■ **Assignment**
Present the following data again exactly as it is shown.
==== Extracted entries
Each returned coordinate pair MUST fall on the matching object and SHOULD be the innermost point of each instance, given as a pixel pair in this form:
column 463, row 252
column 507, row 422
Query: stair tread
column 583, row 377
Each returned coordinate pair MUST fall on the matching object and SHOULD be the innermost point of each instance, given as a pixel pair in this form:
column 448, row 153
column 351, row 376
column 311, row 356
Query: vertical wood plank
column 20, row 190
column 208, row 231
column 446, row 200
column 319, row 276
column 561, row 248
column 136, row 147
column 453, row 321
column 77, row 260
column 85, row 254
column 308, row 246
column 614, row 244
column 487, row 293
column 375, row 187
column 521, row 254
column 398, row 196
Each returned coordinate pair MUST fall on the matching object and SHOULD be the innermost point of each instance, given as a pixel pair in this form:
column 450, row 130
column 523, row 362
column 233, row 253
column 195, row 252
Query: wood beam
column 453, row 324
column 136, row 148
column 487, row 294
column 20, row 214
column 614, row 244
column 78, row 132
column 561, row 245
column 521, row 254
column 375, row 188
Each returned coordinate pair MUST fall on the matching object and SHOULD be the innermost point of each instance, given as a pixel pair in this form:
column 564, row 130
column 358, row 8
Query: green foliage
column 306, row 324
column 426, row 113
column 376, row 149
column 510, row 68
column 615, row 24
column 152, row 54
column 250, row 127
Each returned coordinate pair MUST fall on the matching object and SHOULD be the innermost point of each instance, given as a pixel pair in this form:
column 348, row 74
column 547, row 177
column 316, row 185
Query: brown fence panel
========
■ **Written response**
Each returned coordinate pair MUST fall on the matching object and SHOULD be the innermost point of each instance, given as a pixel pair in this form:
column 463, row 252
column 507, row 422
Query: stair tread
column 583, row 377
Each returned coordinate pair MUST fall on the matching object and SHOULD be the innermost point of each instance, given as a pixel pair in this form:
column 448, row 153
column 351, row 376
column 311, row 356
Query: vertical wood plank
column 20, row 190
column 208, row 231
column 446, row 200
column 319, row 276
column 561, row 248
column 136, row 147
column 453, row 321
column 77, row 260
column 85, row 254
column 308, row 246
column 614, row 244
column 487, row 293
column 375, row 187
column 521, row 254
column 398, row 196
Each returned coordinate pair MUST fall on the matching object and SHOULD be the innermost point of each instance, given as a pixel pair in this form:
column 450, row 130
column 523, row 362
column 233, row 253
column 195, row 252
Query: wood beam
column 453, row 324
column 136, row 148
column 487, row 294
column 20, row 214
column 614, row 244
column 78, row 132
column 561, row 245
column 521, row 254
column 375, row 188
Each returned coordinate pair MUST fall on the matching object and SHOULD be the innermost point of each instance, given as a pixel pair in this form:
column 564, row 130
column 358, row 8
Query: green foliage
column 306, row 324
column 426, row 113
column 376, row 149
column 510, row 68
column 615, row 24
column 152, row 54
column 250, row 127
Each returned coordinate pair MUST fall on the matching object and SHOULD be the innermost point of each instance, given as a pixel pair in this form:
column 348, row 74
column 547, row 177
column 316, row 185
Query: brown fence panel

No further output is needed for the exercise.